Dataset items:

····················

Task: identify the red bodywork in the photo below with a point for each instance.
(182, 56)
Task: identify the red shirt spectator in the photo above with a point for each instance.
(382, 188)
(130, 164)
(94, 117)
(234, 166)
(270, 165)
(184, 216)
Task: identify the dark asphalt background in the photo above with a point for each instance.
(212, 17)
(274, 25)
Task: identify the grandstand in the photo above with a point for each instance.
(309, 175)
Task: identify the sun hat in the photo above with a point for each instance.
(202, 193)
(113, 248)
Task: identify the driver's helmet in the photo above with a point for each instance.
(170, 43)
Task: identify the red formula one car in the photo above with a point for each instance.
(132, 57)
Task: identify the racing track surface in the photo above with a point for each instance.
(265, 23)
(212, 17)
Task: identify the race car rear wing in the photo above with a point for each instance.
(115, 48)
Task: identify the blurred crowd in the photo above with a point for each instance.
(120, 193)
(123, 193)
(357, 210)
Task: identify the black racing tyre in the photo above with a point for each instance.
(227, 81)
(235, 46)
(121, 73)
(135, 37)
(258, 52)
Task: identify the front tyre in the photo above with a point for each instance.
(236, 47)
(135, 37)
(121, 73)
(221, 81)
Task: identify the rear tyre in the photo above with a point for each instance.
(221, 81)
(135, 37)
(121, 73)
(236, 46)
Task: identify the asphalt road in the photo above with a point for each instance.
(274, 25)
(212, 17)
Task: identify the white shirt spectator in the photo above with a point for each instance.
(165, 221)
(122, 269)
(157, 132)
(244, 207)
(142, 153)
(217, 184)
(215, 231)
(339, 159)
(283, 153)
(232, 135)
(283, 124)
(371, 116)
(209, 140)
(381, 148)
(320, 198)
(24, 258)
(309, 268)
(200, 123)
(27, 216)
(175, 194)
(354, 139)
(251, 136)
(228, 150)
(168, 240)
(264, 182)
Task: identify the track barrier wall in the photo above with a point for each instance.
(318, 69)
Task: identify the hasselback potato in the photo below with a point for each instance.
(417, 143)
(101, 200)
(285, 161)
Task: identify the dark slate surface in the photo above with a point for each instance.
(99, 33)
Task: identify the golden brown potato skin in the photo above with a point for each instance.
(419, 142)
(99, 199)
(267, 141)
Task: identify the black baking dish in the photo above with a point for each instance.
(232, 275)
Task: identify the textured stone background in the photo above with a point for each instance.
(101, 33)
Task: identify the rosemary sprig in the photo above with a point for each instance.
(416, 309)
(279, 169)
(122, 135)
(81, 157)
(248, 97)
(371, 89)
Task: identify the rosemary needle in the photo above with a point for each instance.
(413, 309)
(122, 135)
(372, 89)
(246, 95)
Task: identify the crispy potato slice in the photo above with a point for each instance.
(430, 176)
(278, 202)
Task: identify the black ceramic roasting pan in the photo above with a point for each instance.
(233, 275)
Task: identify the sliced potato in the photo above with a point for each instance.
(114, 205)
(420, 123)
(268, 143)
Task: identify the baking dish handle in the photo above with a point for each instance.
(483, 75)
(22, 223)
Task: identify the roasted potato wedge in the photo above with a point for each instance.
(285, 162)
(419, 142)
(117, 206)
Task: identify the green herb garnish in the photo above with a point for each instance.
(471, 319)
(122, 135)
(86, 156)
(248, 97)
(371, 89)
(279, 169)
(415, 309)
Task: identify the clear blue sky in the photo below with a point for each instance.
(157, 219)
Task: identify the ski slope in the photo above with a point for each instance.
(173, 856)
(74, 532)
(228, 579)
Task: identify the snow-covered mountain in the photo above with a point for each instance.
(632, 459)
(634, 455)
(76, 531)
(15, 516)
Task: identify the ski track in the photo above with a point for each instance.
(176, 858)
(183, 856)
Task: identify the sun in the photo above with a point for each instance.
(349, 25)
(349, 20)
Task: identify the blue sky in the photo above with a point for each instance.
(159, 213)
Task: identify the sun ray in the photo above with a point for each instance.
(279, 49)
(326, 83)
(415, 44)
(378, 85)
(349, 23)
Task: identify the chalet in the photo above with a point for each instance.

····················

» AIM: Please set down each line of the records exactly as given.

» RESULT OF THIS TASK:
Task: identify the red bodywork in the photo below with a point for each instance.
(182, 56)
Task: identify the red shirt spectator in the photo above with a point for each instance.
(382, 188)
(130, 164)
(94, 117)
(234, 166)
(270, 165)
(184, 216)
Task: identify the dark asphalt background in the photo above with a point for each instance.
(212, 17)
(274, 25)
Task: identify the grandstand in the photo above with a point for each instance.
(309, 175)
Task: identify the sun hat in the photo above with a point for each instance.
(202, 193)
(113, 248)
Task: identify the driver's helmet in the photo above with a point for each instance.
(170, 43)
Task: identify the red formula one car in the photo above with a point for each instance.
(132, 57)
Task: identify the racing track surface in the photo above with a point for each instance.
(265, 23)
(212, 17)
Task: identify the race car rear wing in the photo above with a point for each instance.
(115, 48)
Task: identify the blurred crowd in the photo above with a point for each instance.
(120, 193)
(123, 193)
(357, 210)
Task: identify the black racing tyre in the photo above with a point for each instance.
(227, 81)
(235, 46)
(121, 73)
(135, 37)
(258, 52)
Task: identify the front tyre in the photo above with a point for each instance.
(236, 47)
(135, 37)
(121, 73)
(221, 81)
Task: identify the rear tyre in the photo above with a point for each instance.
(221, 81)
(135, 37)
(121, 73)
(236, 46)
Task: identify the asphalt road in the photo above with a point for each instance.
(274, 25)
(212, 17)
Task: identify the white shirt spectator in the photo above with a point for each instance.
(165, 221)
(122, 269)
(157, 132)
(244, 207)
(142, 153)
(217, 184)
(215, 231)
(339, 159)
(283, 153)
(232, 135)
(283, 124)
(371, 116)
(209, 140)
(381, 148)
(320, 198)
(24, 258)
(309, 268)
(200, 123)
(27, 216)
(175, 194)
(354, 139)
(251, 136)
(228, 150)
(168, 240)
(264, 182)
Task: identify the track barrier wall in the photo above with a point for each instance.
(318, 69)
Task: identify the hasselback potato in the photo below with a point for each instance.
(417, 143)
(101, 200)
(285, 161)
Task: identify the dark slate surface in the photo above with a point for each instance.
(99, 33)
Task: identify the golden brown potato skin in the photo above with a point for each instance.
(419, 142)
(99, 199)
(267, 141)
Task: identify the black baking dish in the photo above with a point for each instance.
(232, 275)
Task: identify the textured stone background in the photo above with a point for each instance.
(101, 33)
Task: identify the rosemary sprig in the photo above with a point for each instance.
(416, 309)
(279, 169)
(122, 135)
(81, 157)
(248, 97)
(371, 89)
Task: identify the rosemary needle in the photo above with a point for each instance.
(413, 309)
(122, 135)
(372, 89)
(246, 95)
Task: identify the crispy potato slice in the photo above with a point for each instance.
(430, 176)
(278, 202)
Task: identify the black ceramic roasting pan in the photo above with a point for each instance.
(233, 275)
Task: identify the sliced potato in the photo above with a point for each instance.
(114, 205)
(420, 123)
(268, 143)
Task: identify the baking dish handle in the photo above with a point for each instance.
(483, 75)
(22, 223)
Task: identify the roasted potato wedge in the photo above with a point for each instance.
(285, 162)
(419, 142)
(117, 206)
Task: identify the green herb garnish in the photo above with a point for each instance.
(471, 319)
(122, 135)
(86, 156)
(248, 97)
(371, 89)
(279, 169)
(415, 309)
Task: identify the clear blue sky in the photo below with a point for each instance.
(157, 219)
Task: identify the ski slope in the photo above with a point for each instance.
(173, 856)
(74, 532)
(228, 579)
Task: identify the snow-covered mountain in the photo above with a point for each instance.
(632, 459)
(634, 455)
(76, 531)
(15, 516)
Task: identify the ski track in the photo above with a point for each instance.
(176, 858)
(183, 856)
Task: identify the sun in the photo above with a point for each instance.
(349, 25)
(349, 20)
Task: identify the blue sky in the photo above with a point for each instance.
(159, 213)
Task: identify the sun ray in the photo above with a point for each instance.
(279, 49)
(326, 83)
(415, 44)
(378, 85)
(349, 23)
Task: identify the chalet in the photo above with a point for each instance.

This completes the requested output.